La urbe nos moldea; las querencias se forman gracias al espacio donde vivimos; todo pueblo o ciudad cultiva sus estigmas, sus lacras, pero también sus paraísos, sus encuentros y desencuentros, la memoria y el olvido, en resumen, la ciudad es un cuerpo vivo, que crece inconmensurable en sus rabias, pero también en su amor: “No puedo odiar esta ciudad que me consume el odio”, escribe Leyva. Ya cité un fragmento de “La perra” y de “Alicia en Ciudad Juárez”; un ejemplo más lo encuentro en “Ciudad”:

 

Esta ciudad hecha de nervios y presagios

capaz de abaratar el optimismo en sus pregones

sin mesura ni límite se expande

Mancha que asciende y desciende con violencia

a los suburbios pobres y grises entre sal y lodo…

 

Amo esta ciudad enmarañada a su condena

Soy adicto a sus costumbres sin horario

a esta maraña de cables y adefesios…

 

En la poesía de José Ángel precisamente el espacio, real o imaginado, será otra de sus obsesiones, en “Chipre”, por ejemplo, hace una relectura de Otelo; en “Río Turia” el cambio no se da sólo en la geografía del río, sino en la de los hombres, el poema nos habla del paso del tiempo, del cambio, del recuerdo, de la nostalgia. El poeta observa el pasado para entender el complejo ciclo de la naturaleza y al hombre que pende entre el deseo y la calma, entre la memoria y el presente que se acrisolan en la escritura, en el conjuro de la poesía:

 

Allí donde se ahogaron los perplejos crecen frondas…

Respiran de nuevo las algas azules de la no existencia

Corre el aire el tiempo que empuja las palabras

Se embalsan recuerdos de ciudad antigua

La ausencia es cicatriz en este sueño

 


El espacio no sólo es imagen, es materia sensible y espiritual, un cuerpo dotado de identidad propia, de recuerdos, amores y dolores, Leyva es un poeta muy icónico y plástico, hay un importante trabajo ecfrástico en su obra debido a que su quehacer poético se nutre de otras manifestaciones artísticas como la pintura o la escultura –no hablaré del musical, hay prueba de ello en su obra–.

▶ _EXTRACTOS DE DATOS_:
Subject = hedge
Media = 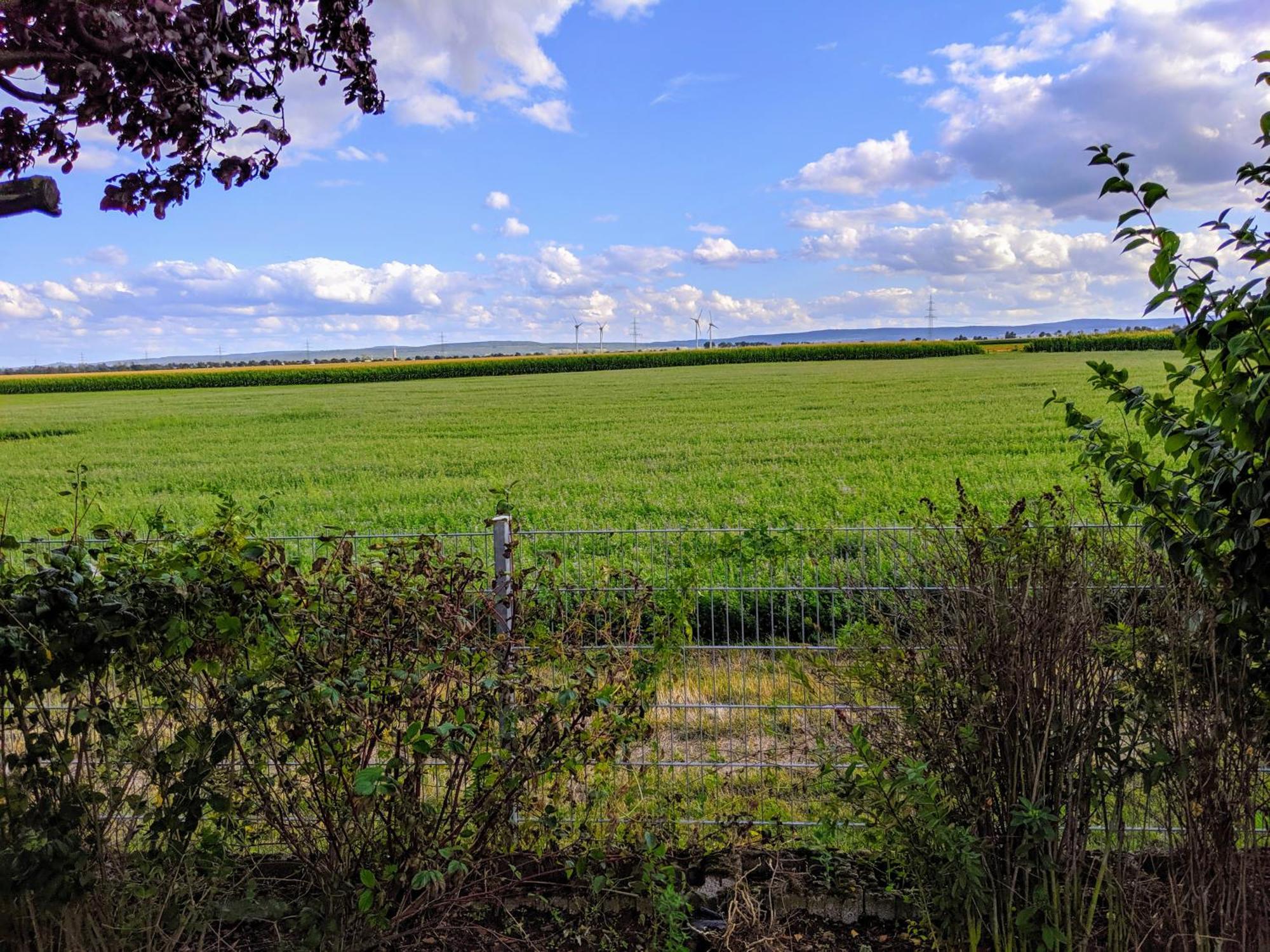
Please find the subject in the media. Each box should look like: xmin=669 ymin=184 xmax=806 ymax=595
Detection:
xmin=0 ymin=341 xmax=983 ymax=393
xmin=1024 ymin=330 xmax=1176 ymax=354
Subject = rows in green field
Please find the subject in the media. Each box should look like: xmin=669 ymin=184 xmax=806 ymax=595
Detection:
xmin=0 ymin=341 xmax=983 ymax=393
xmin=1024 ymin=330 xmax=1177 ymax=354
xmin=0 ymin=352 xmax=1165 ymax=543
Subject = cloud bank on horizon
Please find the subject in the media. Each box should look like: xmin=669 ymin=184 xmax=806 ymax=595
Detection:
xmin=0 ymin=0 xmax=1270 ymax=366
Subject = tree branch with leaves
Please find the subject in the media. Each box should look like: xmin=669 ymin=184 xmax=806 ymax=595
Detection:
xmin=0 ymin=0 xmax=384 ymax=218
xmin=1052 ymin=51 xmax=1270 ymax=698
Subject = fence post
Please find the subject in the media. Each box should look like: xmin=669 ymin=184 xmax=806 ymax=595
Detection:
xmin=490 ymin=515 xmax=514 ymax=635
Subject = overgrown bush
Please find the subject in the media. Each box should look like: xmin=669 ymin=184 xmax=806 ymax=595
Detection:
xmin=0 ymin=503 xmax=672 ymax=948
xmin=823 ymin=498 xmax=1126 ymax=949
xmin=827 ymin=494 xmax=1270 ymax=951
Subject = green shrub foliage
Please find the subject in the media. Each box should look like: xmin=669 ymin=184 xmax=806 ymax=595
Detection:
xmin=1055 ymin=51 xmax=1270 ymax=698
xmin=0 ymin=341 xmax=983 ymax=393
xmin=0 ymin=503 xmax=668 ymax=944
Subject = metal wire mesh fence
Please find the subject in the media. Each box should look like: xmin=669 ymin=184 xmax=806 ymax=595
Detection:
xmin=17 ymin=517 xmax=1260 ymax=831
xmin=243 ymin=522 xmax=1124 ymax=828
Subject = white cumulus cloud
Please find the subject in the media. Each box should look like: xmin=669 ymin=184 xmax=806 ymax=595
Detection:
xmin=692 ymin=237 xmax=776 ymax=268
xmin=521 ymin=99 xmax=573 ymax=132
xmin=785 ymin=129 xmax=954 ymax=195
xmin=503 ymin=217 xmax=530 ymax=237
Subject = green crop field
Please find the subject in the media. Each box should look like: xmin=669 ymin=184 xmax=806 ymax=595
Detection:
xmin=0 ymin=353 xmax=1163 ymax=537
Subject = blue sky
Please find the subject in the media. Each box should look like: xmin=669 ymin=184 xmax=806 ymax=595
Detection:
xmin=0 ymin=0 xmax=1270 ymax=366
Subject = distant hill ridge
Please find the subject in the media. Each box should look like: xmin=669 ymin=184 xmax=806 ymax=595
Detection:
xmin=12 ymin=317 xmax=1176 ymax=369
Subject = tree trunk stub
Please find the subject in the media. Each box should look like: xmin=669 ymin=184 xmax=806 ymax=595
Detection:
xmin=0 ymin=175 xmax=62 ymax=218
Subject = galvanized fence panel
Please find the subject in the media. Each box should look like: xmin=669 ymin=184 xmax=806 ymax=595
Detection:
xmin=20 ymin=517 xmax=1260 ymax=833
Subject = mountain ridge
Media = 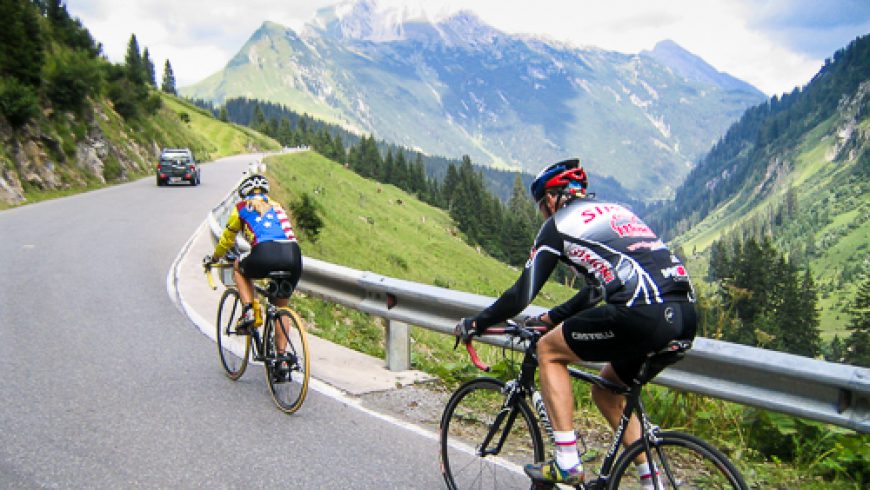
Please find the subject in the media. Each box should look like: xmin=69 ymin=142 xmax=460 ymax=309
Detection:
xmin=181 ymin=2 xmax=765 ymax=199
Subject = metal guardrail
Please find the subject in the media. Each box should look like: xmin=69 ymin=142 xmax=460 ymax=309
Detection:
xmin=209 ymin=166 xmax=870 ymax=434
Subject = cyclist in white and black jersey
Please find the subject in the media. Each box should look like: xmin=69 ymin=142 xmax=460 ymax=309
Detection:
xmin=457 ymin=159 xmax=696 ymax=488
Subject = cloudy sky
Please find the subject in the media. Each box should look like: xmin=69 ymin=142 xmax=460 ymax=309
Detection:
xmin=67 ymin=0 xmax=870 ymax=95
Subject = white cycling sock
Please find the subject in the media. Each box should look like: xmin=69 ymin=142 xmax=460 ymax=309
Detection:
xmin=553 ymin=430 xmax=580 ymax=470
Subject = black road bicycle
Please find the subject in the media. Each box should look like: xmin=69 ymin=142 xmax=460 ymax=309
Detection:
xmin=440 ymin=322 xmax=748 ymax=490
xmin=203 ymin=260 xmax=310 ymax=414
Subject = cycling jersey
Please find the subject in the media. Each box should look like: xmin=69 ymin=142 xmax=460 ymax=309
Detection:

▶ _EJERCICIO PROPUESTO_: Reproduce literalmente, del texto sobre la poesía de Leyva, el tramo que va desde "Respiran de nuevo" hasta "en su obra–.".

▶ _SOLUCIÓN_:
Respiran de nuevo las algas azules de la no existencia

Corre el aire el tiempo que empuja las palabras

Se embalsan recuerdos de ciudad antigua

La ausencia es cicatriz en este sueño

 


El espacio no sólo es imagen, es materia sensible y espiritual, un cuerpo dotado de identidad propia, de recuerdos, amores y dolores, Leyva es un poeta muy icónico y plástico, hay un importante trabajo ecfrástico en su obra debido a que su quehacer poético se nutre de otras manifestaciones artísticas como la pintura o la escultura –no hablaré del musical, hay prueba de ello en su obra–.